What the exercise asks: Please format all of the items below as a JSON list of strings, one string per line, with blank lines left out.

A run of items
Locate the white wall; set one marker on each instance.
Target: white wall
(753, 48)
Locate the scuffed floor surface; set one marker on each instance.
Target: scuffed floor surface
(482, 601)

Exercise solution:
[
  "Locate the white wall; set one marker on each instance.",
  "Target: white wall",
  "(753, 48)",
  "Locate the scuffed floor surface; set one marker on each instance.",
  "Target: scuffed floor surface",
  "(482, 601)"
]